**Exercise material**
+ + + + + + +

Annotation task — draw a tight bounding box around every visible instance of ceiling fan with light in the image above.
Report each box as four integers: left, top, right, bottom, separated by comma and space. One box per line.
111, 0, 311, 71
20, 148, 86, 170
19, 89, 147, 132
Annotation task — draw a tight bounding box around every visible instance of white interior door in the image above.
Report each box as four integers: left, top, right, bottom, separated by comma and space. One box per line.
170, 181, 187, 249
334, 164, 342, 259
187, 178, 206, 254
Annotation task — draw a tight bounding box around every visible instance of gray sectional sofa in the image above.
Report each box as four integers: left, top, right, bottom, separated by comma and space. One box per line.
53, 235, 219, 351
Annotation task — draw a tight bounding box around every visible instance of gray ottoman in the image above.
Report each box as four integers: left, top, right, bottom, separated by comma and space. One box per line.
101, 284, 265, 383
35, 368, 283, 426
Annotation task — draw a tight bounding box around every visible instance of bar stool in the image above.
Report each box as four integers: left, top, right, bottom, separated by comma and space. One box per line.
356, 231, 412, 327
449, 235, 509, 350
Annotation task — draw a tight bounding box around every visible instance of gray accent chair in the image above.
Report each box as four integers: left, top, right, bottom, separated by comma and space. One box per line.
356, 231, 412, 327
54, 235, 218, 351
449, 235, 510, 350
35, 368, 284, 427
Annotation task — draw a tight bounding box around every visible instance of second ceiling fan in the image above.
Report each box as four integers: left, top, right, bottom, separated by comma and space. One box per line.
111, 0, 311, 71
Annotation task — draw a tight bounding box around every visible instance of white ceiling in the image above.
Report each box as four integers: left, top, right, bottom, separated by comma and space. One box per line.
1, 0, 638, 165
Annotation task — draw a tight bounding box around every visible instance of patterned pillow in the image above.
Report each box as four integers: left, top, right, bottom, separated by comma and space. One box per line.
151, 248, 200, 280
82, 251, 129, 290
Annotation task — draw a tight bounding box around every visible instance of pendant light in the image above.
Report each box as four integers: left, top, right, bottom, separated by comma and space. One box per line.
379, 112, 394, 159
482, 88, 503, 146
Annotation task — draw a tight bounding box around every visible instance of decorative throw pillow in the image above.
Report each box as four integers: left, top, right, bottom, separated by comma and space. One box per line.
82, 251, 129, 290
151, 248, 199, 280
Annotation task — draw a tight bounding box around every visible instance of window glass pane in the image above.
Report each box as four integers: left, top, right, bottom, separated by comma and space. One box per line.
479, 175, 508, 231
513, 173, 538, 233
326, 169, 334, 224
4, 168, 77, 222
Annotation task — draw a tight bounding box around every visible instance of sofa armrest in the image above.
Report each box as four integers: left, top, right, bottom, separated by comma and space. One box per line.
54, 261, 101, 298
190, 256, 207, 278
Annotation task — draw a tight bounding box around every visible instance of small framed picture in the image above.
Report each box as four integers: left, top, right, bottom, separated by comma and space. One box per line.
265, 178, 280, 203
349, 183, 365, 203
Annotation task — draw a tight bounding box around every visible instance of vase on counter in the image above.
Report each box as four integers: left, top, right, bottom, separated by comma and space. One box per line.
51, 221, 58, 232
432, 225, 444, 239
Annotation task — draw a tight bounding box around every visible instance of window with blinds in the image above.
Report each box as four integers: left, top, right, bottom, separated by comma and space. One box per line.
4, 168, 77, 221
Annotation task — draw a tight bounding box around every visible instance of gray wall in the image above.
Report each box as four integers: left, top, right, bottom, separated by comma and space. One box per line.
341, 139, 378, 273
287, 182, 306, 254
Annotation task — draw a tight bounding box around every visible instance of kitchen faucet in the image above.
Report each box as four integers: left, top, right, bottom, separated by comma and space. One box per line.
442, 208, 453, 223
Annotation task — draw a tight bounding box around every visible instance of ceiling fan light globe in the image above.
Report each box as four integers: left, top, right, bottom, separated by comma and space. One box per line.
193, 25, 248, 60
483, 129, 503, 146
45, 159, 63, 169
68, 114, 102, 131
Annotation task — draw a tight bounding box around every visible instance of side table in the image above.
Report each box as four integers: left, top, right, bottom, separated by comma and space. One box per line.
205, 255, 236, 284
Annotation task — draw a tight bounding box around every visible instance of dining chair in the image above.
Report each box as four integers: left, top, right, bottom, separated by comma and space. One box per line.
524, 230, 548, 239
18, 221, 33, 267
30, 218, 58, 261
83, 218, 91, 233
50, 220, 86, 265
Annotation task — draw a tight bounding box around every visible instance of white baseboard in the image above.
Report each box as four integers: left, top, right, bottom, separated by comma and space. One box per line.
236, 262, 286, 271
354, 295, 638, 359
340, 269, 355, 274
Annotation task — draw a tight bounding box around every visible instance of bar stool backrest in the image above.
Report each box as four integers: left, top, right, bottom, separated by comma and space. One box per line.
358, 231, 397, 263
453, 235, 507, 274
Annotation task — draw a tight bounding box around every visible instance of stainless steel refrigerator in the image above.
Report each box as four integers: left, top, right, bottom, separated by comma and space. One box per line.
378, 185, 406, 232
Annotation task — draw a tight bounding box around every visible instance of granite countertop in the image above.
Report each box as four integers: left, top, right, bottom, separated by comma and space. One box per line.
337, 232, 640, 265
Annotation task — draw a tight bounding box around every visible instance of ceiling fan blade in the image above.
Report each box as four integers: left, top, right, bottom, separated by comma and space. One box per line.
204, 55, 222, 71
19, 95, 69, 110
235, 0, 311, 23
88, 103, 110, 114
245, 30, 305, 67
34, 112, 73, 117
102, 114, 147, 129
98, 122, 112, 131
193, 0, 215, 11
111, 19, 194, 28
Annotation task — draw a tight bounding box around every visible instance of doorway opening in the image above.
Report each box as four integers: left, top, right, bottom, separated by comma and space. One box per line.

+ + + + + + +

**Prompt**
None of the records may be omitted or altered when they are given again.

**Output of the task**
Annotation task — draw a tight bounding box around every visible instance of ceiling fan with light in the image above.
Report each box as four integers: left, top, right, bottom, separated by comma and space. One box per line.
111, 0, 311, 71
20, 148, 86, 170
19, 89, 147, 132
Annotation task — draw a tight bounding box around every visible instance of white interior door in the image above.
Report each box as four integers: left, top, right, bottom, separated by comma and space. One box per line.
170, 181, 187, 249
334, 164, 342, 259
187, 178, 206, 254
Annotation task — draw a tight bounding box around every visible instance of gray sectional sofa in the image above.
Report each box as four integers: left, top, right, bottom, separated by comma and space. One box per line.
53, 235, 219, 351
Annotation task — draw a tight bounding box around every visible instance of gray ottoman in the image above.
Report each box as four integers: left, top, right, bottom, separated by comma and space. One box per line.
101, 284, 265, 383
35, 368, 283, 426
Annotation task — draw a tight bounding box around every visible instance of bar stool in the image above.
Report each box as four integers: left, top, right, bottom, separated by comma and space. One box per line.
356, 231, 412, 327
449, 235, 509, 350
Annotation task — draw a tight bounding box around every visible instance of gray accent chair in the image above.
Report each box as four integers: left, top, right, bottom, separated by comma and space. One box per line.
356, 231, 412, 327
54, 235, 218, 351
449, 235, 510, 350
35, 368, 284, 427
Annotation task — draw a tight bounding box around every visible instance of second ceiling fan in the image above.
Report each box as four integers: left, top, right, bottom, separated by comma and space. One box per line.
111, 0, 311, 71
Annotation task — draw a tight bounding box around every visible instance of white ceiling in the image above.
Report each box as four integers: left, top, right, bottom, separated by comma and space. One box per line.
1, 0, 638, 165
Annotation task — draw a tight bounding box around every visible instance of patterned pillow in the image above.
Report each box as four integers: left, top, right, bottom, separated by comma and space. One box per line.
151, 248, 200, 280
82, 251, 129, 290
Annotation task — draw a tight bounding box around every visible instance of pendant light in the image above.
Report each box as four integers: left, top, right, bottom, separated by comma and space. One box per line.
379, 112, 394, 159
482, 88, 503, 146
Annotation task — draw a tight bounding box around every visible instance of decorative throw pillow in the image above.
Report each box as four integers: left, top, right, bottom, separated by comma and space. One box per line.
82, 251, 129, 290
151, 248, 199, 280
Annotation task — draw a tight bounding box around every visible instance of window glass pane in the image above.
Report each box as four integers: left, top, right, bottom, separated by comma and space. One box per line.
479, 175, 508, 231
513, 173, 538, 233
326, 169, 334, 224
4, 168, 77, 222
Annotation task — draw a tight bounding box around every visible instance of sofa armrest in the image above.
Report each box as four integers: left, top, right, bottom, separated by comma and space. One box per line.
54, 261, 101, 298
190, 256, 207, 278
Annotation task — draw a tight bounding box around every visible instance of small framed picture in the image above.
Report each box as four integers: left, top, right, bottom, separated by comma and space. One box per line.
265, 178, 280, 203
349, 183, 365, 203
Annotation task — draw a tight bounding box around every visible instance of vase on counter in the image above.
Report each box as four integers: left, top, right, bottom, separated by comma and space. One box per line.
51, 221, 58, 232
432, 225, 444, 239
Annotation task — draw a tight bounding box around every visible instance of window with blinds in the image above.
Report each box as four integers: left, top, right, bottom, separated by comma and space. One box per line.
4, 168, 77, 221
Annotation task — draw a tight bounding box around every visible instance of gray wall in the image above.
Report each box as four integers: left, top, right, bottom, separated by comma and space. One box per line.
341, 139, 378, 273
287, 182, 306, 254
Annotation task — draw a tight bounding box around every visible instance of kitchen faucet in the image above.
Report each box as four integers: left, top, right, bottom, separated by comma and space. One box per line.
442, 208, 453, 223
Annotation task — draw a tight bounding box around every visible instance of ceiling fan light globe in the image above.
Report each box as four integers: left, top, right, bottom, separated by comma and space. One box per line.
193, 25, 248, 60
483, 129, 503, 146
45, 159, 63, 169
68, 114, 102, 131
Annotation task — draw a tight bounding box around every visible instance of side table in the image above.
Report each box as four integers: left, top, right, bottom, separated by comma and space. One box per line.
205, 255, 236, 284
Annotation task — draw a tight bounding box around every visible instance of dining chair in the image above.
Report each box as four integers: left, top, right, bottom, separated by comma and space. One box per line.
524, 230, 548, 239
18, 221, 33, 267
30, 218, 58, 261
83, 218, 91, 233
50, 220, 86, 265
Annotation task — draw a tight bounding box around every visible instance of white baseboard in the image above.
Report each box as four integers: left, top, right, bottom, separated by comma and space. One box per line.
236, 262, 286, 271
354, 295, 638, 359
340, 269, 355, 274
Annotation task — draw a tight bounding box around every visible instance of bar stool backrest in the image above.
Report each box as four integers: left, top, right, bottom, separated by comma and space. One box per line.
358, 231, 397, 263
453, 235, 507, 274
Annotation task — draw a tight bounding box around every visible instance of stainless steel refrigerator in the image above.
Report each box as four integers: left, top, right, bottom, separated by comma and space. One box per line.
378, 185, 406, 232
Annotation task — draw a tight bounding box around every visible instance of granite countertop in the image above.
Report each box as four integers: left, top, right, bottom, separated by comma and space. One box per line.
337, 232, 640, 265
Annotation task — draw a tight bounding box around every visible instance of ceiling fan blade in the image above.
Report each box as four integers: left, top, right, bottom, separated by comma and space. One box per line.
204, 55, 222, 71
19, 95, 69, 110
235, 0, 311, 23
88, 103, 110, 114
245, 30, 305, 67
34, 112, 73, 117
102, 114, 147, 129
98, 122, 112, 131
193, 0, 215, 11
111, 19, 194, 28
Annotation task — draw a tight bounding box around every visible instance of doorway opening in the image above.
Report each box as four integers: left, top, right, bottom, separated by comma and space. One box per line.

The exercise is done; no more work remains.